[Excerpt provided]

1

I have a flat directory with large amount of files:

myFolder:
| 000001.csv
| 000002.csv
| 000003.csv
...
| 100000.csv

I need to read them in alphanumeric order and process them. Normal way to do it would be:

files = sorted(os.listdir(json_event_dir))
for file in files:
    with open(file) as f:
        process(file)

But I don't want to store files. Is there a way to make a generator of ordered files in a directory?

Kamil Saitov
  • 175
  • 1
  • 13
  • 3
    I don't see how else it could be done. It's not going to be possible to sort them without inspecting the individual names of _every_ file at some point. Unless the directory is utterly gigantic, I'm not sure what you gain from this? – roganjosh Apr 22 '23 at 11:48
  • 1
    This would be rather inefficient because the directory would have to be listed multiple times to find the next file in order. – Michael Butscher Apr 22 '23 at 11:51
  • 1
    By the way, on Windows the files returned by `listdir` would already be sorted. – Booboo Apr 22 '23 at 11:55
  • Is this for a specific operating system or does it need to be portable? – DarkKnight Apr 22 '23 at 13:40
  • 2
    If the objection is to storing a list of files in memory until you are done, even using `ls` (as suggested in multiple answers) requires they be stored in memory *somewhere*, (just not in your script's address space), unless you have some weird `ls` implementation that uses a disk-based sorting algorithm using O(1) memory. – chepner Apr 22 '23 at 15:24

1 Answers1

0

If you don't want to store it in the memory, store it in the file system. Then use open and you'll get each name lazily.

[Challenges]
1. In the thread about reading directory files in sorted order, list the usernames of everyone who left a comment under the question.
2. Pick up the thread about reading directory files in sorted order after its final sentence and continue the answer.
The entries that come after the thread are drawn from a separate source.

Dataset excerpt
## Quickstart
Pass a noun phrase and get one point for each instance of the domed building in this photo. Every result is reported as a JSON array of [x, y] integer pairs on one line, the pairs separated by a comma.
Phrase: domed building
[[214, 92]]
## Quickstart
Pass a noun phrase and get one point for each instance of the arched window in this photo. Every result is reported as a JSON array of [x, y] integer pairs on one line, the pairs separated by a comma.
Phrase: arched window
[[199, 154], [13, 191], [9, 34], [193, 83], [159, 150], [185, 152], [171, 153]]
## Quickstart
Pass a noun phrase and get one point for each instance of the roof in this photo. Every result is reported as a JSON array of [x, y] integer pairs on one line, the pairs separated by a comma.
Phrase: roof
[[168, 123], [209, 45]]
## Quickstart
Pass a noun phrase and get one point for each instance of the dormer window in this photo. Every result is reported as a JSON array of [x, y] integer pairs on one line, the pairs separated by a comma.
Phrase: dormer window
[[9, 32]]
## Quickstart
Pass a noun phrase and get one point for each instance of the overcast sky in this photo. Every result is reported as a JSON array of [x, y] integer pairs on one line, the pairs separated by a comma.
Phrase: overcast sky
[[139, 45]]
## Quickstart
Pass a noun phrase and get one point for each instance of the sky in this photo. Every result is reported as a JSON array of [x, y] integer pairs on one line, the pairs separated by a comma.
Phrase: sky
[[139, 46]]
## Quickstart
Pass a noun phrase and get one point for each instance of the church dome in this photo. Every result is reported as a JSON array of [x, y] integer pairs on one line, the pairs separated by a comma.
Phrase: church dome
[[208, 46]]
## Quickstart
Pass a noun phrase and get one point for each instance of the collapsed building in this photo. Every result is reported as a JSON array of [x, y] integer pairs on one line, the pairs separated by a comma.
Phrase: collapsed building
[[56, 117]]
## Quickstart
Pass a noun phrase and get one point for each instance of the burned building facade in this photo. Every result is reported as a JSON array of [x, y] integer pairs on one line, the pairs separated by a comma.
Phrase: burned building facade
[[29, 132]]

[Answers to the problems]
1. roganjosh, Michael Butscher, Booboo, DarkKnight, chepner

2.
To have a sorted names into a file in Unix like operating systems:

ls <path to directory> | sort > sorted_names.txt

And then:

with open("<path to directory>/sorted_filenames.txt") as f:
    for filename in f:
        # Do the work here

After the work is done, you need to manage what you want to do with this file. You can delete it or if it's not going to change, use it for the next time. If it's temporary you can use the tempfile package.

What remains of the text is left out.